=== Dati disponibili ===

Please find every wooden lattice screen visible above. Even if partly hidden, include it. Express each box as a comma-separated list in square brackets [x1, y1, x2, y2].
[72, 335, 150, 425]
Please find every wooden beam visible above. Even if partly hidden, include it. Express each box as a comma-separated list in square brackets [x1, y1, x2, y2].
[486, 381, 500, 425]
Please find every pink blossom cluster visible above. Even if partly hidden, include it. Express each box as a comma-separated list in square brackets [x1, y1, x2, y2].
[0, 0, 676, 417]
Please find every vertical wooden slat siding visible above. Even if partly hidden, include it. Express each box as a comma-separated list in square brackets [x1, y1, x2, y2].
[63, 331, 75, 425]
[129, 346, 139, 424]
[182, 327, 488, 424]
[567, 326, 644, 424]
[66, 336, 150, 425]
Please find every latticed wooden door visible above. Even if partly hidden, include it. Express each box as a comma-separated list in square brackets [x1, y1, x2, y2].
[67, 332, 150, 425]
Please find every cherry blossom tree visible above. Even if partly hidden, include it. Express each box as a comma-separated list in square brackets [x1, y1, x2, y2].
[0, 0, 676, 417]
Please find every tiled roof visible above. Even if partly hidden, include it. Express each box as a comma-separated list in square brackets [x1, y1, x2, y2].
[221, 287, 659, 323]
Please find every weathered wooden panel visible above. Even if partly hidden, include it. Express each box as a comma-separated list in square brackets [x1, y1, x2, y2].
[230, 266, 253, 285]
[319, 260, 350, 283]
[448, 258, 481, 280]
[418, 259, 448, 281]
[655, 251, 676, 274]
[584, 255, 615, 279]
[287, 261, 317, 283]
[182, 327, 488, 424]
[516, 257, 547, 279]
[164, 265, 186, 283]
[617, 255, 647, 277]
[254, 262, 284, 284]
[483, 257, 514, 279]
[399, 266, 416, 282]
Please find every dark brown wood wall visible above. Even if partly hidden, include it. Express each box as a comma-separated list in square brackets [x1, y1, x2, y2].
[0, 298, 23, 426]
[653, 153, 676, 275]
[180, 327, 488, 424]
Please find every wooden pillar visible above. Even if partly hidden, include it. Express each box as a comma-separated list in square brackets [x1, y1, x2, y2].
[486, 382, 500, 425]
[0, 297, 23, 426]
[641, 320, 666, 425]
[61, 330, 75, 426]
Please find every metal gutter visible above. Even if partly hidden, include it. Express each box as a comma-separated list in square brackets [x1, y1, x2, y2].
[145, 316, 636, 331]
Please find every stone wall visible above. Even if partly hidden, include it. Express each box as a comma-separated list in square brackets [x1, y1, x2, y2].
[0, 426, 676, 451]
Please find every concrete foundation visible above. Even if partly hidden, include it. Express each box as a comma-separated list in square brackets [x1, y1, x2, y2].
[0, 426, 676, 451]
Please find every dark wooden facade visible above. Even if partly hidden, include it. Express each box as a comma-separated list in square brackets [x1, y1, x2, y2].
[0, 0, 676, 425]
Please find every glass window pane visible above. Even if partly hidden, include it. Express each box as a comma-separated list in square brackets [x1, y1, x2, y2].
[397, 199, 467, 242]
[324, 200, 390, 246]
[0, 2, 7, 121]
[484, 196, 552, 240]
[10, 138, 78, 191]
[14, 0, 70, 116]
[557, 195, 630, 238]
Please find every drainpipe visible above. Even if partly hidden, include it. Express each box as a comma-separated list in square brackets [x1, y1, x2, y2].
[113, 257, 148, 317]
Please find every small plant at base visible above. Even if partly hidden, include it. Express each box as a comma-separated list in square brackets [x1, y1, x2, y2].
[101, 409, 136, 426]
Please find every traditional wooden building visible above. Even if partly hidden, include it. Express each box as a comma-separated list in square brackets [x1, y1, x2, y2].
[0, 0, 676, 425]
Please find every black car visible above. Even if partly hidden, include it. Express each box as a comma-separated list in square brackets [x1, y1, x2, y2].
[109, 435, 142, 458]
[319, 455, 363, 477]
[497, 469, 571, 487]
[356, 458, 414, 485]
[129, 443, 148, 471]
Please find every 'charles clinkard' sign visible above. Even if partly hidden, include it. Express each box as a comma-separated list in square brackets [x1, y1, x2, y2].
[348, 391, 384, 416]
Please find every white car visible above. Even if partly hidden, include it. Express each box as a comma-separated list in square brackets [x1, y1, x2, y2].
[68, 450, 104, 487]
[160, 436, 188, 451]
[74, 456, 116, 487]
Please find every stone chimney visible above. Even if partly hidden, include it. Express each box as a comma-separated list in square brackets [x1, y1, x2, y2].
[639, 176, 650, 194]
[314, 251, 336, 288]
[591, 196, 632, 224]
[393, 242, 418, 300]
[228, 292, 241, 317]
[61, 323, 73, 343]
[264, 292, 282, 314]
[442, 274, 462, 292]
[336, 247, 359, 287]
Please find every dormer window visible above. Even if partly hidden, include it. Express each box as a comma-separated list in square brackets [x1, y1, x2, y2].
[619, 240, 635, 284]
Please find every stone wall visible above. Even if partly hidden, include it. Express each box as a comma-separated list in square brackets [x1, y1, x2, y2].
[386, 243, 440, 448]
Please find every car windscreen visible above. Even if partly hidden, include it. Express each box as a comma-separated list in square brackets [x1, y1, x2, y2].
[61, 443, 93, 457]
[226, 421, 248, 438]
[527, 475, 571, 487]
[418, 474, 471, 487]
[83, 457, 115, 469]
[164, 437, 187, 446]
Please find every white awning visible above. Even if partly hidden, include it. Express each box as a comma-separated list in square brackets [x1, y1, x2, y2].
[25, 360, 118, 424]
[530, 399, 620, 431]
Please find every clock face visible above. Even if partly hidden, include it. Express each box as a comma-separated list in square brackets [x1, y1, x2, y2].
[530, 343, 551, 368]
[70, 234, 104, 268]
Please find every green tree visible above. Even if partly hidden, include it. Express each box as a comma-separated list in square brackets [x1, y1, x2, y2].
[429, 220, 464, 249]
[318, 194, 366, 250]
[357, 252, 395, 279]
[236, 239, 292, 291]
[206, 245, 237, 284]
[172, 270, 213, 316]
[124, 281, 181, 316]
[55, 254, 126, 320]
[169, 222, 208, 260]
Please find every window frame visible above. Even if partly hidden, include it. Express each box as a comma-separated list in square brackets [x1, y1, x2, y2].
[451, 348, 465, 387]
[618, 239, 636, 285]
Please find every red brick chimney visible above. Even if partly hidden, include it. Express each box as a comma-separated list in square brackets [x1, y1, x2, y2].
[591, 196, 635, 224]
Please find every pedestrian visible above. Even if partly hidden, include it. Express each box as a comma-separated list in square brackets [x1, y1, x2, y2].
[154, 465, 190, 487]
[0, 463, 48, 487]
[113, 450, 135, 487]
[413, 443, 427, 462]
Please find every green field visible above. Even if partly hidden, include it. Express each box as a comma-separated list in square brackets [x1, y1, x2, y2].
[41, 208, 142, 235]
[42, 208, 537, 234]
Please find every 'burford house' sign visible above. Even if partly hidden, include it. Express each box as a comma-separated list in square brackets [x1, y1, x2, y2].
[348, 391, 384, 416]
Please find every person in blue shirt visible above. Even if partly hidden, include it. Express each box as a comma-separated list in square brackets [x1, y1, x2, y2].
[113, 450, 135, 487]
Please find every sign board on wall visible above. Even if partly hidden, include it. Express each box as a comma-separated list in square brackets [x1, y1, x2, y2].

=== Da fare ===
Conta le righe delle voci qui sopra che contengono la parola "wooden", distinguendo tra maiuscole e minuscole. Scrivi soltanto il numero.

=== Soluzione qui sotto ===
8